DATA TO USE:
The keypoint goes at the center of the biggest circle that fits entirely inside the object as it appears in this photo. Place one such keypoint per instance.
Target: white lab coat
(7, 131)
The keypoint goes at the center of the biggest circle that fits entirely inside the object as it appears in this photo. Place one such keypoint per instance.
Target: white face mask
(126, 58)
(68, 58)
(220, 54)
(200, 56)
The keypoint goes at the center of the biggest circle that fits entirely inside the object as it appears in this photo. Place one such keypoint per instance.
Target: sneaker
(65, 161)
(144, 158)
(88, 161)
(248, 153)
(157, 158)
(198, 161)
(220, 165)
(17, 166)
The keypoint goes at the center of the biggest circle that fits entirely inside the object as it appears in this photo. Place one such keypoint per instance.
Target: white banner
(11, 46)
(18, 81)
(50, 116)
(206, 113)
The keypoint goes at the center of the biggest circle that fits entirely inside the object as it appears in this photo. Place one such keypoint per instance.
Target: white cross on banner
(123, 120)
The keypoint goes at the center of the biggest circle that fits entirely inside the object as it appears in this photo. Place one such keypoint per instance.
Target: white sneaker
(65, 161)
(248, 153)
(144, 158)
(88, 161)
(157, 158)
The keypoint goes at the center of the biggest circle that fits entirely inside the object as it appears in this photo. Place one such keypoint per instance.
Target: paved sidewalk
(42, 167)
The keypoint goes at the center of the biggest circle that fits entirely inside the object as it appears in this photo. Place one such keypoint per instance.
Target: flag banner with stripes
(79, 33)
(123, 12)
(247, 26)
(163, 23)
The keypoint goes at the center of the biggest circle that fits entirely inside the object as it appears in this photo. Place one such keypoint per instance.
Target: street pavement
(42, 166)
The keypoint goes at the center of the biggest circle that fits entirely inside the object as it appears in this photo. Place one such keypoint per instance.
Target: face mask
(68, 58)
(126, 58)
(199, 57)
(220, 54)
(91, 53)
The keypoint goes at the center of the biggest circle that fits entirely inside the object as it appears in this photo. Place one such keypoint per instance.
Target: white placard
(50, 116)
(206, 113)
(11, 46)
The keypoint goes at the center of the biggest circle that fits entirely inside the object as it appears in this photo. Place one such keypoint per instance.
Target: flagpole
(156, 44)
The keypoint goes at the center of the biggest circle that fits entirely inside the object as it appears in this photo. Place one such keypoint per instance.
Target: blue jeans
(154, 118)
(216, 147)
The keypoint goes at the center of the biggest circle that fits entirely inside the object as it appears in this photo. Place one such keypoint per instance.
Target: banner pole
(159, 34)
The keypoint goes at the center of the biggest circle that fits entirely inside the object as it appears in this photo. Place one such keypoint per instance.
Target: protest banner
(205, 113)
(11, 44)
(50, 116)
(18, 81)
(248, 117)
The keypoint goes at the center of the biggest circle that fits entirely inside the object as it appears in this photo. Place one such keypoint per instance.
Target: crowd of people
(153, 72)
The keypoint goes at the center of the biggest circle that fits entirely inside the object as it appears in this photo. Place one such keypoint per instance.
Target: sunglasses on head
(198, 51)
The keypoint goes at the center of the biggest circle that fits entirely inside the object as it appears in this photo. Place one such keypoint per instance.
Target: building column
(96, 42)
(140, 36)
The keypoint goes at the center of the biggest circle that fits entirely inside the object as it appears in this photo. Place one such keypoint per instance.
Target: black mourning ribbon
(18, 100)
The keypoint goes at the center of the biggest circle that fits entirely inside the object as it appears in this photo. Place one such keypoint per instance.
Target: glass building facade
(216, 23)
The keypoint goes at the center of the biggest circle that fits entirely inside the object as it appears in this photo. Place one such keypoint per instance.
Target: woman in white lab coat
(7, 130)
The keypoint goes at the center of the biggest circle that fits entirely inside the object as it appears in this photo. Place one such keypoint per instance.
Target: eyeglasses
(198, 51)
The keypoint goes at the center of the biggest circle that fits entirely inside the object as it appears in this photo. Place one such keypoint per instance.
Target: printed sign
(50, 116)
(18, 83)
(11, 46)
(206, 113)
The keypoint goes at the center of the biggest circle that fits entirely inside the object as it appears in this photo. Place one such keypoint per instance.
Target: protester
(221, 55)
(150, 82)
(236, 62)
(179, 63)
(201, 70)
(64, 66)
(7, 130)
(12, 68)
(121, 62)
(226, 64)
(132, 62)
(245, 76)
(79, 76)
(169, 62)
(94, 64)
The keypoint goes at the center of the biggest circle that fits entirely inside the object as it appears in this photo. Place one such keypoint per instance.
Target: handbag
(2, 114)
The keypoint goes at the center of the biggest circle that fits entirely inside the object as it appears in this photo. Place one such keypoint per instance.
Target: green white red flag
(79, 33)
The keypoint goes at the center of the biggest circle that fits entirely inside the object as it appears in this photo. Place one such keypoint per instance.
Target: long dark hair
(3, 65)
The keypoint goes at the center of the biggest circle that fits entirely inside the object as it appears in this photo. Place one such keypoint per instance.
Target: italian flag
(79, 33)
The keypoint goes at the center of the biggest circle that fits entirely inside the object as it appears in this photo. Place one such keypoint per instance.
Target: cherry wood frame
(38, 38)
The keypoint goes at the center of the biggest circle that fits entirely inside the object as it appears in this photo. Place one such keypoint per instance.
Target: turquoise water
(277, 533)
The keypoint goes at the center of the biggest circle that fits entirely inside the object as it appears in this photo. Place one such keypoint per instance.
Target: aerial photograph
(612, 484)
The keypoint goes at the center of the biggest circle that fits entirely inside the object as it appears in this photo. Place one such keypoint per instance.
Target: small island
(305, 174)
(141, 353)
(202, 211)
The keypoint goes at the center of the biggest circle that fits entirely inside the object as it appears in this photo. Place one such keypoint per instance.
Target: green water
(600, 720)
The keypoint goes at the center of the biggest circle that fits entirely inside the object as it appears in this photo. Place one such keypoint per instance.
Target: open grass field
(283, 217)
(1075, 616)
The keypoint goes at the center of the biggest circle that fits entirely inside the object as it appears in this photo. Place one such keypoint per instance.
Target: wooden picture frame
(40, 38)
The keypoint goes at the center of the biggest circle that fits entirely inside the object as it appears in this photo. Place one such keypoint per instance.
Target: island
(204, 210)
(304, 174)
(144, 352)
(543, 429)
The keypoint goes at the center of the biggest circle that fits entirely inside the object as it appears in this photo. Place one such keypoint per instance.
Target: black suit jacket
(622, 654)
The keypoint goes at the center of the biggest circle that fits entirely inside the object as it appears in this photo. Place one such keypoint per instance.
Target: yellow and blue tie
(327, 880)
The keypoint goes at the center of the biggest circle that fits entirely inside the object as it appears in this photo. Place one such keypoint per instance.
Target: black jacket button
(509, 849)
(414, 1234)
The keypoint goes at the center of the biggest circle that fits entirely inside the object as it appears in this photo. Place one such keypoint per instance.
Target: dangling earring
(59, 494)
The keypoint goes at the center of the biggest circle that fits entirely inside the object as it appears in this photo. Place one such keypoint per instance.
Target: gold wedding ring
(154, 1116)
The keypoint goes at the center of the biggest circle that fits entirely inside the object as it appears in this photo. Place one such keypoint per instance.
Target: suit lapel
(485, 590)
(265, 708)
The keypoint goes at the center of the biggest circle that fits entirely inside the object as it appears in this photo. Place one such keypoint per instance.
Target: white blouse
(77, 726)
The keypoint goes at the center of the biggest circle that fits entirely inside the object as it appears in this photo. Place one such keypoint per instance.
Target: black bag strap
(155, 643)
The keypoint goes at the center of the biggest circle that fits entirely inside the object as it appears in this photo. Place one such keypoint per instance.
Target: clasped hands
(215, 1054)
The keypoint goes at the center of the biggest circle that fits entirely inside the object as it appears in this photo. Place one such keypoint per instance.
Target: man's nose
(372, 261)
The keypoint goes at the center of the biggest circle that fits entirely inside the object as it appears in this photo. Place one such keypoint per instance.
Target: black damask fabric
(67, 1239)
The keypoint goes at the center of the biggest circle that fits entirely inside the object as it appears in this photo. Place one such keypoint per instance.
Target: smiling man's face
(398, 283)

REQUIREMENTS:
Locate each line in the data above that contains the word "face", and copy every one of those lines.

FINISHED EXERCISE:
Target: white face mask
Target: face mask
Target: smiling man's face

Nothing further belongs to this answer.